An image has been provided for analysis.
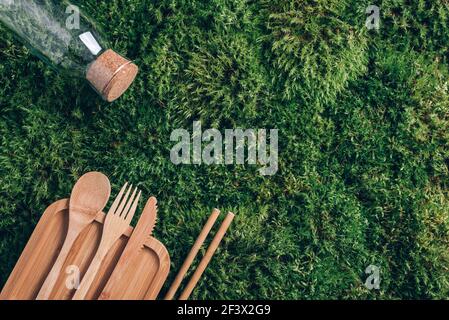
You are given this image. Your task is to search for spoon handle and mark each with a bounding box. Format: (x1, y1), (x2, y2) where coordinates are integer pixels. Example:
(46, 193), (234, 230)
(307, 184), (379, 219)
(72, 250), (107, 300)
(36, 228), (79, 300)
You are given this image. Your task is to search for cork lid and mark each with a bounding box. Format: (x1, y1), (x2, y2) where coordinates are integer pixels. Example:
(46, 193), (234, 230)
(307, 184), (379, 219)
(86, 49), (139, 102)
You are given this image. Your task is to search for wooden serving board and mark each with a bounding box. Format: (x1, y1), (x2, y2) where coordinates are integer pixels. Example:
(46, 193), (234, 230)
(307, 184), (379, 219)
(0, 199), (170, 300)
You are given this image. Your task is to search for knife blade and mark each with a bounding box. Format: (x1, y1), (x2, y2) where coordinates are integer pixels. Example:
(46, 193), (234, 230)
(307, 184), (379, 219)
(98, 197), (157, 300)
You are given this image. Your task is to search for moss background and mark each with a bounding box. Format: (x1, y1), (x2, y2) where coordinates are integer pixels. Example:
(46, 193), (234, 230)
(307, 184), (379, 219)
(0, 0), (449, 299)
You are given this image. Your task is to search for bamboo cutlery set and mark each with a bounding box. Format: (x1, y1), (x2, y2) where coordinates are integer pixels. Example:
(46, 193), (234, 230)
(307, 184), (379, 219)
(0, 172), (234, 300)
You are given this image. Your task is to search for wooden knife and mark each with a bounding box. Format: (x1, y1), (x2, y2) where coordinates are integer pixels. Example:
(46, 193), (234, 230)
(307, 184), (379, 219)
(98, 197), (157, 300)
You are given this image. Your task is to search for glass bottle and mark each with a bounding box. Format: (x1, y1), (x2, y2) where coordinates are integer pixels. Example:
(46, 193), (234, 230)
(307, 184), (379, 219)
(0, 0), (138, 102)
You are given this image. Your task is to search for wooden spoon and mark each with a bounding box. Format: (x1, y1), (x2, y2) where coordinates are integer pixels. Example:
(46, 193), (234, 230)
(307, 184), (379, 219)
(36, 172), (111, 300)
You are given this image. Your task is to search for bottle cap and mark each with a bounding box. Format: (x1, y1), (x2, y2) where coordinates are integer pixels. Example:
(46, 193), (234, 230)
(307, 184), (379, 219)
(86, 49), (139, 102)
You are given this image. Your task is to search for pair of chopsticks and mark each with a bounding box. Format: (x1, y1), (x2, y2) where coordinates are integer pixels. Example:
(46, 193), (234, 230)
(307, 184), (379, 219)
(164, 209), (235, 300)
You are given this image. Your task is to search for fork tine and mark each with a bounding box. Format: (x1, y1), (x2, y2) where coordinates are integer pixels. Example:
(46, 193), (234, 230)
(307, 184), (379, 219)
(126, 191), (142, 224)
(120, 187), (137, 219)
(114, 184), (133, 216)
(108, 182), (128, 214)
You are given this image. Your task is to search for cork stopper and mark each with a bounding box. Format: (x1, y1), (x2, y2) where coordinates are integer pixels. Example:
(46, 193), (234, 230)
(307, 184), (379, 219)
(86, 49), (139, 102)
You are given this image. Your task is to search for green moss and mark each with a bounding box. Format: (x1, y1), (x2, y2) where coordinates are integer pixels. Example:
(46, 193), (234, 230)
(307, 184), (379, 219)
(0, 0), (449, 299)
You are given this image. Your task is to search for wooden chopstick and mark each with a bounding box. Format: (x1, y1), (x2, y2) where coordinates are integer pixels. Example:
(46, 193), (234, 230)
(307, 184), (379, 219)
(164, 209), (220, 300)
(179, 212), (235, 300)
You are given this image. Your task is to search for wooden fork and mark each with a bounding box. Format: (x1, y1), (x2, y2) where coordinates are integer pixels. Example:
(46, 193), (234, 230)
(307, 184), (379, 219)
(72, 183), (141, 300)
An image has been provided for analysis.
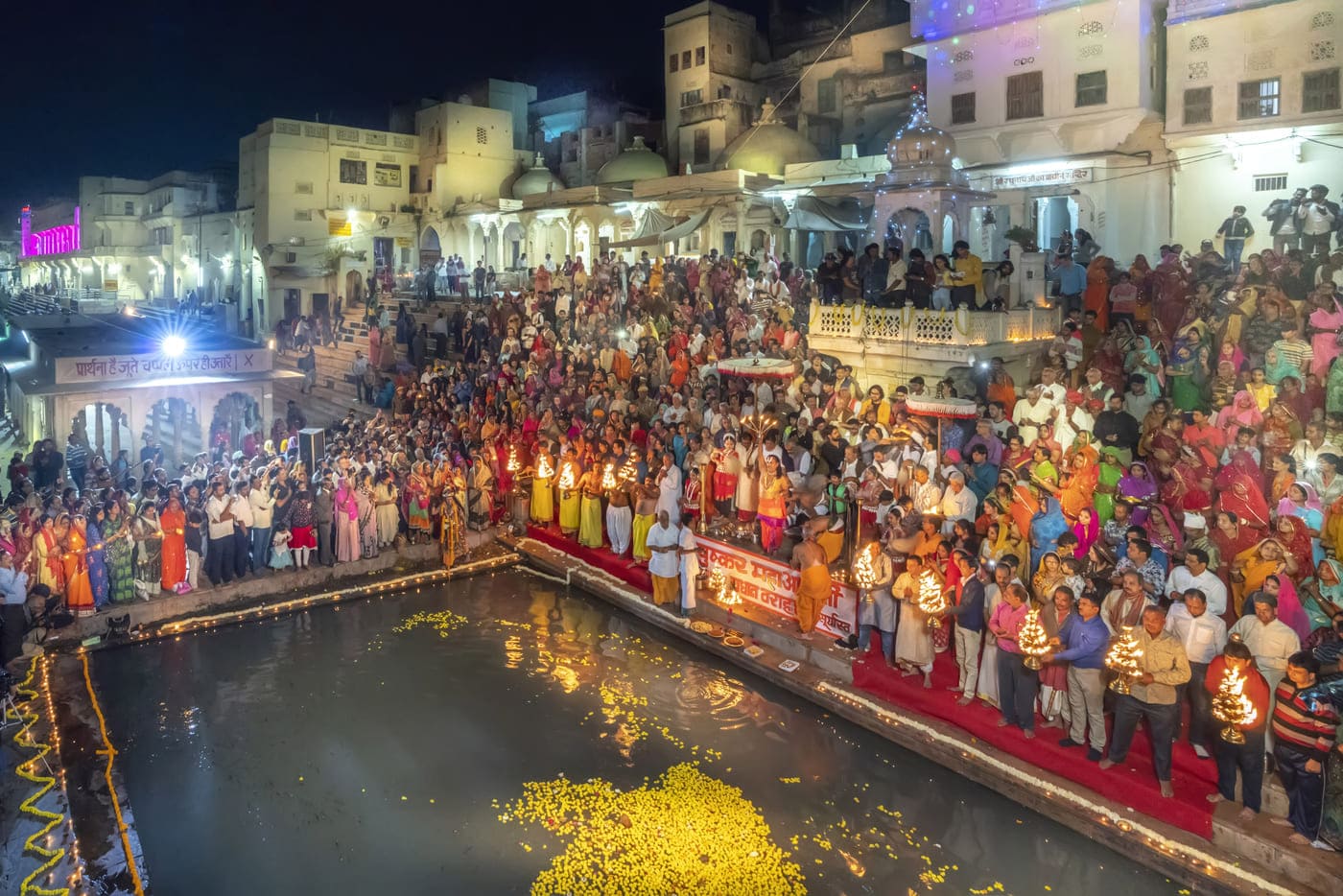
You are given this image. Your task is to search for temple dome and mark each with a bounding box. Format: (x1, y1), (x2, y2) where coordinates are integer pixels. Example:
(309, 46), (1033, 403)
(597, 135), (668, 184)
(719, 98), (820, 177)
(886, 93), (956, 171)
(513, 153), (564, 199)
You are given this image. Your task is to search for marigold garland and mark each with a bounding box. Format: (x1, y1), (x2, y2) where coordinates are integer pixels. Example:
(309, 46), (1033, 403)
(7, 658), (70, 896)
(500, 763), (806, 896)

^^^^^^^^

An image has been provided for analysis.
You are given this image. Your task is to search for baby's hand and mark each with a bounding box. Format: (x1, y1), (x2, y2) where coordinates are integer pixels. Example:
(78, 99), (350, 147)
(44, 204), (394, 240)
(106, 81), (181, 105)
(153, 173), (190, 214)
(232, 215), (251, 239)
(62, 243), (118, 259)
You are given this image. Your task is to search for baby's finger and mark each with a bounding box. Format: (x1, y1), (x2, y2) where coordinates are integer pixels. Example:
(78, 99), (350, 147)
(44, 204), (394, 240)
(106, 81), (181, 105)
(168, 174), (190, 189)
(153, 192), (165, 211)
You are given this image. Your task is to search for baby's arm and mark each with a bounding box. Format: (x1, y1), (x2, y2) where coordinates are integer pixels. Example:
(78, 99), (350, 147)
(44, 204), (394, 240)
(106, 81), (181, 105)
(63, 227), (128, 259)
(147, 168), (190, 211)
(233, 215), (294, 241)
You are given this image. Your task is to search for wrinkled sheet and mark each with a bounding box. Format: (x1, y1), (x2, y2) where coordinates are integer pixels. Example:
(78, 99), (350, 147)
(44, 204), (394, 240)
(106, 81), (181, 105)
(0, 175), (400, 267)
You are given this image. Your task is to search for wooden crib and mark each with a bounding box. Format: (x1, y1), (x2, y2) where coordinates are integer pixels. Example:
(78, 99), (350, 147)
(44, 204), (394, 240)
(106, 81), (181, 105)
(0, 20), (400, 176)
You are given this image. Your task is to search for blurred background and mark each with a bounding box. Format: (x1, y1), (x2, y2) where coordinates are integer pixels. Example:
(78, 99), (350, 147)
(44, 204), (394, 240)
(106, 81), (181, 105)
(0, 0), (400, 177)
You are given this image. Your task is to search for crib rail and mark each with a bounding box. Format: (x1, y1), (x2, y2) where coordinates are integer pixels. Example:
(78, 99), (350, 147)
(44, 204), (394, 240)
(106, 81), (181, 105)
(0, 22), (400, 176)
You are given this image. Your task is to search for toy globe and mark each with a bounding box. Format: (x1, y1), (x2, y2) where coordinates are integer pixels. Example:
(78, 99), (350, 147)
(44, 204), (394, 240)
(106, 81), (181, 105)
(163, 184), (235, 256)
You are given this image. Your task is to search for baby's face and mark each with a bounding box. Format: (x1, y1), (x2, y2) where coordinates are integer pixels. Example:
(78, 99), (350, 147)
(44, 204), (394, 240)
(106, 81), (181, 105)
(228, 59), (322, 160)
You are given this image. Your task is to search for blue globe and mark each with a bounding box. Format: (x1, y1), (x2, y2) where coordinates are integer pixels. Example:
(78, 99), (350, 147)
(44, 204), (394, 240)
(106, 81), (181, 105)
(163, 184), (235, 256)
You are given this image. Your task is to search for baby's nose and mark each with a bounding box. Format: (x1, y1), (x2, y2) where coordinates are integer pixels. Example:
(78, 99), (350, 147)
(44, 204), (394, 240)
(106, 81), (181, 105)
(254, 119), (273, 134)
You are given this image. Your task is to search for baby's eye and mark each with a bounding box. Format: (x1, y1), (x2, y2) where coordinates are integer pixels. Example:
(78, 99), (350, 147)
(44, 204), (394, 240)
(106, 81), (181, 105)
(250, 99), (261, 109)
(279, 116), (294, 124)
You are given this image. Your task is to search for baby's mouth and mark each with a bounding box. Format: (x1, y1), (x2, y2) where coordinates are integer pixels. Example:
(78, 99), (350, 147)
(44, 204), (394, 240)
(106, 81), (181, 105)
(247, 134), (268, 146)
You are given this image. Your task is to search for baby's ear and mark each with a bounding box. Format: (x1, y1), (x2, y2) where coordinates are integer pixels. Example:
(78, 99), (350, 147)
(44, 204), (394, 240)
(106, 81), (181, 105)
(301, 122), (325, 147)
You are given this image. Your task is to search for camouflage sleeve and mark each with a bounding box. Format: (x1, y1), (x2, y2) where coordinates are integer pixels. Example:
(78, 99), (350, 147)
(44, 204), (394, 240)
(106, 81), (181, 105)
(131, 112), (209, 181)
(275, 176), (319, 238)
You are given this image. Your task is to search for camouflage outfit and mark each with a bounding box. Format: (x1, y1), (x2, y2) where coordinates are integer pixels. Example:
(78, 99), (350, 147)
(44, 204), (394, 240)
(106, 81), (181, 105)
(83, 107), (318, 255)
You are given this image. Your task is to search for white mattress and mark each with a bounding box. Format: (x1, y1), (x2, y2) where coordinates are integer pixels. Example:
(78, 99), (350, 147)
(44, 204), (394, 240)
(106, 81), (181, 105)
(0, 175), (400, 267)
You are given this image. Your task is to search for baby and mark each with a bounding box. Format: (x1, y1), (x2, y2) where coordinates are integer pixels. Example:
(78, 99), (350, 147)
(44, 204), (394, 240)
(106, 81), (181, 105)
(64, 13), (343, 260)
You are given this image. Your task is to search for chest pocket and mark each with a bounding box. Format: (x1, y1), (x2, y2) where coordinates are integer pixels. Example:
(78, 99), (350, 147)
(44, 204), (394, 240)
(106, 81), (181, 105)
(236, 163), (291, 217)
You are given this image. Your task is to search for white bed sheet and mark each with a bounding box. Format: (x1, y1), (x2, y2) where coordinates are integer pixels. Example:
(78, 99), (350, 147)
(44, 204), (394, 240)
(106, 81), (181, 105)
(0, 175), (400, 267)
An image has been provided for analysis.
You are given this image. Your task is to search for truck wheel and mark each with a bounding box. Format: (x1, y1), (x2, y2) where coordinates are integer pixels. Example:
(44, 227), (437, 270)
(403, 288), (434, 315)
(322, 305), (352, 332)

^^^^^^^^

Instructions to follow -
Reproduce the part of the records above that opens with the line containing "for wooden serving" and closes with the line containing "(164, 209), (235, 300)", including both of those lines.

The solution -
You are given this image. Your task is to search for wooden serving board and mark each with a bounding box. Format: (x1, y1), (x2, y2) where coordinates are integer pixels. Example:
(46, 193), (234, 230)
(307, 184), (379, 219)
(0, 199), (170, 300)
You are given this image. Your task is to search for knife blade and mark each with a bounding box. Format: (x1, y1), (x2, y2) where coordinates are integer pixels. Example:
(46, 193), (234, 230)
(307, 184), (379, 219)
(98, 197), (157, 300)
You are given this image. Your task is to search for moss background and mark each with a bounding box. Format: (x1, y1), (x2, y2) where coordinates are integer pixels. Example:
(46, 193), (234, 230)
(307, 184), (379, 219)
(0, 0), (449, 299)
You are given this image. Your task is to search for bamboo cutlery set and mark each with a bounding box. Format: (x1, y1), (x2, y2) where coordinates are integer pixels. Example:
(46, 193), (234, 230)
(307, 184), (379, 219)
(0, 172), (234, 300)
You are given this image. Your task is to search for wooden knife and mark each with a bounding box. Format: (x1, y1), (x2, y2) where coordinates are integer pixels. Example:
(46, 193), (234, 230)
(307, 184), (379, 219)
(98, 197), (157, 300)
You are given this image. Your task is to search for glass bottle and mark each with a bounding box. Format: (x1, y1), (x2, y2) where coordinates are integer pixels. Example:
(46, 193), (234, 230)
(307, 184), (379, 219)
(0, 0), (138, 102)
You are given this image. Your task is to search for wooden spoon and mark each with a bounding box. Format: (x1, y1), (x2, y2) where coordinates are integer pixels. Example:
(46, 193), (234, 230)
(307, 184), (379, 219)
(36, 172), (111, 300)
You are given this image. Your task is to search for bottle cap and mark each with a bounding box. Format: (x1, y1), (x2, y2) where coordinates are integer pixels. Example:
(46, 193), (234, 230)
(307, 184), (379, 219)
(86, 49), (139, 102)
You are given this image. Your task is to search for pair of chopsticks and mark each with a bounding box. Format: (x1, y1), (x2, y2) where coordinates are integer pixels. Example:
(46, 193), (234, 230)
(307, 184), (379, 219)
(164, 209), (235, 300)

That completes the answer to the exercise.